■ RECORDS PROVIDED ■
================================
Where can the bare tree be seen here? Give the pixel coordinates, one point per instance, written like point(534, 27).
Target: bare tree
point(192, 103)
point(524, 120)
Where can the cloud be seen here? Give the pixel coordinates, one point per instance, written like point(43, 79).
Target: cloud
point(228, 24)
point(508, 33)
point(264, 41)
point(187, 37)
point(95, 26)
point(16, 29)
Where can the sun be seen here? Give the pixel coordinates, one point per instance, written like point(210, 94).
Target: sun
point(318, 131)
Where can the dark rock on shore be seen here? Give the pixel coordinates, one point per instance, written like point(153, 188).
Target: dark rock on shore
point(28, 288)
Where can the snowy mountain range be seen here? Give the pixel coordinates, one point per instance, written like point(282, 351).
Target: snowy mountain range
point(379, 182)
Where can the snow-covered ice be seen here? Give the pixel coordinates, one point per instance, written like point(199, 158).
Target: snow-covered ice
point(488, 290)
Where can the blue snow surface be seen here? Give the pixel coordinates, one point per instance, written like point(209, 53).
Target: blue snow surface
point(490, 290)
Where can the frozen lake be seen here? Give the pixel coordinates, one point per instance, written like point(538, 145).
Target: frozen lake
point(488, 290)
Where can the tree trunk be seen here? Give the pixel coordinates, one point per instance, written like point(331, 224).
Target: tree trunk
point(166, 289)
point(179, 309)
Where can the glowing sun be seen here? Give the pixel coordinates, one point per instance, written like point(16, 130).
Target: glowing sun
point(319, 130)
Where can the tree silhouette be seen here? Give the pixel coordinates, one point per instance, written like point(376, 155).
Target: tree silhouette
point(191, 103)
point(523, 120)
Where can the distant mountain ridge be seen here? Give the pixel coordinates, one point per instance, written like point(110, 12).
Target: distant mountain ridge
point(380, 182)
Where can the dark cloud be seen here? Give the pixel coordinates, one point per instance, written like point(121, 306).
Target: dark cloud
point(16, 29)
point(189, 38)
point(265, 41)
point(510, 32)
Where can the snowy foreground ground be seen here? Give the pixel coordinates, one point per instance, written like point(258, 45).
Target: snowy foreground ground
================================
Repeat the data exactly. Omit nothing.

■ PROBLEM SOLUTION ■
Where can the bare tree be seen here? Give the pixel coordinates, one point per instance, written like point(534, 27).
Target: bare tree
point(192, 103)
point(524, 120)
Where can the cloud be seen here? Give the pixel coordinates, one point per instance, written like point(43, 79).
Target: cloud
point(228, 24)
point(508, 33)
point(264, 41)
point(187, 37)
point(95, 26)
point(16, 29)
Where can the sun be seen here? Give the pixel coordinates, one point per instance, written like point(210, 94).
Target: sun
point(318, 131)
Where can the dark rock on shore be seen here? Give the pixel coordinates, one point per instance, written like point(153, 188).
Target: dark rock on shore
point(28, 288)
Where can the snowy mountain range be seen here? Give the pixel coordinates, one point per instance, written like point(282, 351).
Target: snowy mountain range
point(379, 182)
Where can the snow-covered ice be seen here? Give the pixel coordinates, one point per instance, written like point(199, 158).
Target: snow-covered ice
point(488, 290)
Where can the blue snow surface be seen here? Give the pixel coordinates, one point per instance, written like point(209, 53).
Target: blue snow surface
point(490, 290)
Where can the frozen lake be seen here? Give the pixel coordinates, one point per instance, written like point(538, 145).
Target: frozen lake
point(488, 290)
Where can the tree trunk be seen here? Give the pixel coordinates, one point per instance, written like point(331, 224).
Target: tree trunk
point(166, 289)
point(179, 309)
Where can the glowing sun be seen here? Give the pixel coordinates, one point per instance, written like point(16, 130).
Target: glowing sun
point(319, 130)
Where can the tree silhouette be seen here? Give the pixel coordinates, one point per instance, written like point(376, 155).
Target: tree silhouette
point(191, 103)
point(523, 120)
Where can the distant mountain ridge be seen here? Give the pixel coordinates, one point per instance, written like point(110, 12).
Target: distant mountain ridge
point(380, 182)
Where can the dark cloud be seen here? Give the pixel coordinates, one point per instance, written like point(121, 306).
Target: dark cloud
point(16, 29)
point(189, 38)
point(265, 41)
point(510, 32)
Where can the snowy foreground ground be seen here? Give the pixel coordinates, one point per instance, written like point(258, 45).
Target: snowy foreground ground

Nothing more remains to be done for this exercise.